* _TASK DIRECTIONS_: All entries must be repeated exactly; do not include the pictures.

═══ THE INPUT

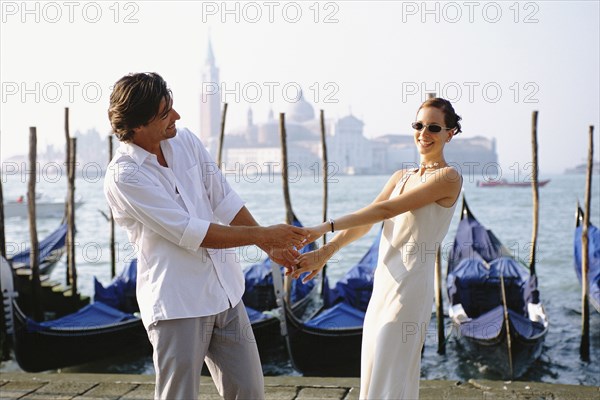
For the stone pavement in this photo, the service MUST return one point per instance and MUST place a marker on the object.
(19, 385)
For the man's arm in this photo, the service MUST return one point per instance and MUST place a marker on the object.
(284, 256)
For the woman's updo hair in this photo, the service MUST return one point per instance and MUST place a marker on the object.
(451, 118)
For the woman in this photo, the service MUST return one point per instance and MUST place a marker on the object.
(416, 206)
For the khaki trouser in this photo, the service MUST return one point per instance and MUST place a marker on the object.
(225, 341)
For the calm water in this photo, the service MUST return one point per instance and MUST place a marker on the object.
(507, 211)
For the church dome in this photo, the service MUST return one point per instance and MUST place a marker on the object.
(300, 111)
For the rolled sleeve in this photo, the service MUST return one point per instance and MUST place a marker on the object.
(194, 234)
(229, 207)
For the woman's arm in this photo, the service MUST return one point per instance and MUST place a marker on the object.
(314, 261)
(445, 185)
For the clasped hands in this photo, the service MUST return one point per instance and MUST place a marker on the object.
(283, 242)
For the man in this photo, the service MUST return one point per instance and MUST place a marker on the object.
(166, 191)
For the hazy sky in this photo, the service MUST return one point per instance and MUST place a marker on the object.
(497, 61)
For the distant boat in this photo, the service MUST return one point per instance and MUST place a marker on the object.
(44, 207)
(504, 182)
(328, 342)
(582, 168)
(51, 249)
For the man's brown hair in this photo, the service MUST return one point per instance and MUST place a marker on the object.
(135, 101)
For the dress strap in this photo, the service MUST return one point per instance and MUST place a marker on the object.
(405, 177)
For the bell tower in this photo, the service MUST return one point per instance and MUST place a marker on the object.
(210, 102)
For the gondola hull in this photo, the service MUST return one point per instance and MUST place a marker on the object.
(54, 348)
(489, 289)
(493, 352)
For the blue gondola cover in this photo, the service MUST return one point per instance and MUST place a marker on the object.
(95, 315)
(594, 260)
(476, 285)
(120, 294)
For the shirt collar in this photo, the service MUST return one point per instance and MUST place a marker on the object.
(138, 154)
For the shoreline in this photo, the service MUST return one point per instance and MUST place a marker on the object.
(22, 385)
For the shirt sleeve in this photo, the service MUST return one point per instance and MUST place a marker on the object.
(134, 195)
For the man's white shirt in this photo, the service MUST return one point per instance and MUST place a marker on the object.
(166, 213)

══════

* _RESULT BELOW_:
For the stone pavement in this photo, the service MUST return one point per instance and MUST place a marker on the object.
(19, 385)
For the man's arm in this photo, the service MUST return one point per instance and MUST place a marker on the object.
(284, 256)
For the woman's updo hair in this photo, the service MUST return one point per instance and MUST place a marker on the object.
(451, 118)
For the woman in this photo, the service MUST return one point per instance and MUST place a marker on the object.
(416, 206)
For the khaki trouser in this photo, the service MUST return one point per instance and MUST place a marker on the object.
(225, 341)
For the calm water in this photo, the service MUST return one point per instance and MUST place a marker on the object.
(507, 211)
For the church dome in this photo, the service MUST return one point per instance and MUST place a marker on the object.
(300, 111)
For the rolled sleeve in this photo, the service MUST return one point per instance and MUST place a marker on the object.
(194, 234)
(229, 207)
For the woman's arm in this photo, the service MUST return one point per instance and MUST place a marker on the object.
(314, 261)
(445, 185)
For the clasped hands in this photo, the service MUST return one point per instance and MUST place a marker on the object.
(283, 242)
For the man in this photo, the service MUST return one point per instance and MUST place a marker on the object.
(166, 191)
For the hazy sky in this photo, the service MUST return one point per instance and MUST place a marker on the object.
(497, 61)
For the distant boat in this photo, the service MUST return one point per instance and MUST place a marker on the object.
(44, 207)
(504, 182)
(328, 342)
(582, 168)
(51, 249)
For the man's brown hair in this photo, the service MUST return one point per instance and MUST place a marker on the object.
(135, 101)
For the dress strap in this photo, the service MUST return one point per instance and MUST place a marker on the object.
(405, 177)
For the bell tower in this photo, the service MUST return one point per instance and MUST place a marker on the object.
(210, 102)
For the gondola hull in this photo, the service MUST return one point per instance and MUST place a marker on the object.
(54, 348)
(489, 289)
(493, 352)
For the blue gondola cover in this photo, the service MUST return one point per instance and MUST place a marker on the object.
(95, 315)
(594, 260)
(476, 285)
(120, 294)
For the shirt collar in this photo, the service MUST return one point per instance and MUST place a marker on the object.
(138, 154)
For the shoreline in this photo, the service MUST return one point per instance and MUST place a marker on the object.
(22, 385)
For the shirt sleeve in this photo, the service MUST return one point per instance and MUST place a marker on the object.
(134, 195)
For the man's white shirt in this photo, the service MUST return one point per instance and MUST place a marker on the object.
(166, 213)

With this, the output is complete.